▶ **Tarefa**
Reproduza sem alterações o trecho das linhas abaixo que vai do início até a linha que contém "rough mask: <svg", incluindo ambas as extremidades. Deixe as imagens fora da resposta.

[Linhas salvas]
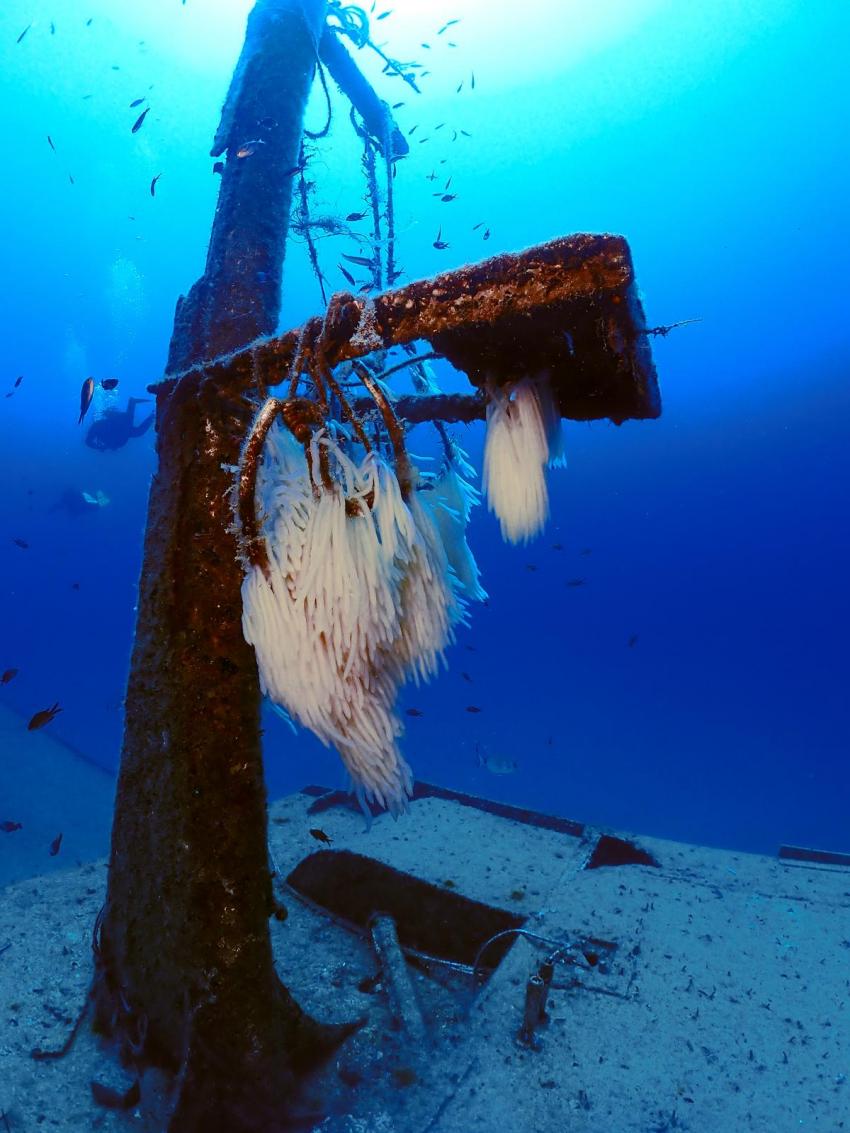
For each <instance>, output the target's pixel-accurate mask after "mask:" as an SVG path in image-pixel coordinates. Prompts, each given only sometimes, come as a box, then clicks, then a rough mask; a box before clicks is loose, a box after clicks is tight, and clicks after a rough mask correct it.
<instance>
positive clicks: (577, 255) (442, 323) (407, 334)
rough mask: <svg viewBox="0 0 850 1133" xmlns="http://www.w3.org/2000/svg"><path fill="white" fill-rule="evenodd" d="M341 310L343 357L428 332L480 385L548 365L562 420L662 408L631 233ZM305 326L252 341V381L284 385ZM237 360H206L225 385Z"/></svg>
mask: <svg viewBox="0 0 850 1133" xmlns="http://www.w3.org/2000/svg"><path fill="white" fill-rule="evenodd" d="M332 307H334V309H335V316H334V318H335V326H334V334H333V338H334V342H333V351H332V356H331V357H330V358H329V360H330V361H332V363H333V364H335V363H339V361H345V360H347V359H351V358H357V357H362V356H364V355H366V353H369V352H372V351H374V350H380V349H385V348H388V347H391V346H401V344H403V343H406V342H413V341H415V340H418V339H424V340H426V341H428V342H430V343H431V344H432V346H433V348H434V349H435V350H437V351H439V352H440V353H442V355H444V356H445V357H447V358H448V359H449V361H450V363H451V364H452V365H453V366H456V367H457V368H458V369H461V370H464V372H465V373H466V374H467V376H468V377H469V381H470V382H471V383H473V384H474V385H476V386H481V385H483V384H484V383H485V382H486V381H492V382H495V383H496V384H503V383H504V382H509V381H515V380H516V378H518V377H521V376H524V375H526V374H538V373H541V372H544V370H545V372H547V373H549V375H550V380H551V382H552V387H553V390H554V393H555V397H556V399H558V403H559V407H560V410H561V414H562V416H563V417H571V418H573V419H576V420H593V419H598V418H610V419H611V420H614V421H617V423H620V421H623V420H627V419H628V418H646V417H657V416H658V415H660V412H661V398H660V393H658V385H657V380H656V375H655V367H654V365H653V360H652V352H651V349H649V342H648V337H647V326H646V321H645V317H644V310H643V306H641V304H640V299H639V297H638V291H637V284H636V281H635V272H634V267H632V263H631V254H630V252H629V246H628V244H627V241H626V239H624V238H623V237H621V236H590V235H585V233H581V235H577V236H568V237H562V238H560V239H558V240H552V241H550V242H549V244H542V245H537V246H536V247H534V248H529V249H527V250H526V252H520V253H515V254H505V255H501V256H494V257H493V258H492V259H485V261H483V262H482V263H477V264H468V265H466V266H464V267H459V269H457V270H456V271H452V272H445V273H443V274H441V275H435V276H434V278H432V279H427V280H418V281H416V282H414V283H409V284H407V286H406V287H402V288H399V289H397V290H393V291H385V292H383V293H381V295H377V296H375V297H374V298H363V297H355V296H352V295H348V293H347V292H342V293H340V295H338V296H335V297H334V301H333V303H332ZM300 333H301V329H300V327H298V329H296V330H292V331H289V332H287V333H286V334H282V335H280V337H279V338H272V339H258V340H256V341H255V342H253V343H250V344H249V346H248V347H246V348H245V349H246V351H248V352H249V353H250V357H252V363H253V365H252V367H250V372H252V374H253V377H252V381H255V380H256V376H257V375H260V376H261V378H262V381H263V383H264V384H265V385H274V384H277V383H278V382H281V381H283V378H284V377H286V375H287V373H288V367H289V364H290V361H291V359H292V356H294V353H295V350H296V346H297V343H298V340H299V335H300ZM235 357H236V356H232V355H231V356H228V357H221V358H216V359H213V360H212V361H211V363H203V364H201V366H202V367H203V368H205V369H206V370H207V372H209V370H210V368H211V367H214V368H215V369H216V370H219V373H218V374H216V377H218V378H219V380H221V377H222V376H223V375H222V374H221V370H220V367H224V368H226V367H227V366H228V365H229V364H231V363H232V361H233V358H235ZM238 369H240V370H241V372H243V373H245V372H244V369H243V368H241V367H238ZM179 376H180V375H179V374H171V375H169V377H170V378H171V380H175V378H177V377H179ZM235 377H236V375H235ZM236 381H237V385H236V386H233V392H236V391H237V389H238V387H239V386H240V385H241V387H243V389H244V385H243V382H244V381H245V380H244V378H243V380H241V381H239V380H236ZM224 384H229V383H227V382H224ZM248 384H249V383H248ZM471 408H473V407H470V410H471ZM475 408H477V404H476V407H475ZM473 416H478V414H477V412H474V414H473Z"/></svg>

▶ **Solução**
For each <instance>, output the target's pixel-accurate mask after "mask:" as an SVG path in image-pixel coordinates. Prompts, each given only sometimes, come as a box, then clicks, then a rough mask; a box before clicks is loose, a box after clicks is tight, and clicks after a rough mask correct it.
<instance>
positive clicks: (577, 255) (442, 323) (407, 334)
rough mask: <svg viewBox="0 0 850 1133" xmlns="http://www.w3.org/2000/svg"><path fill="white" fill-rule="evenodd" d="M341 310L343 357L428 332L480 385L548 365L562 420L662 408L631 233ZM305 326L252 341V381L284 385ZM237 360H206L225 385Z"/></svg>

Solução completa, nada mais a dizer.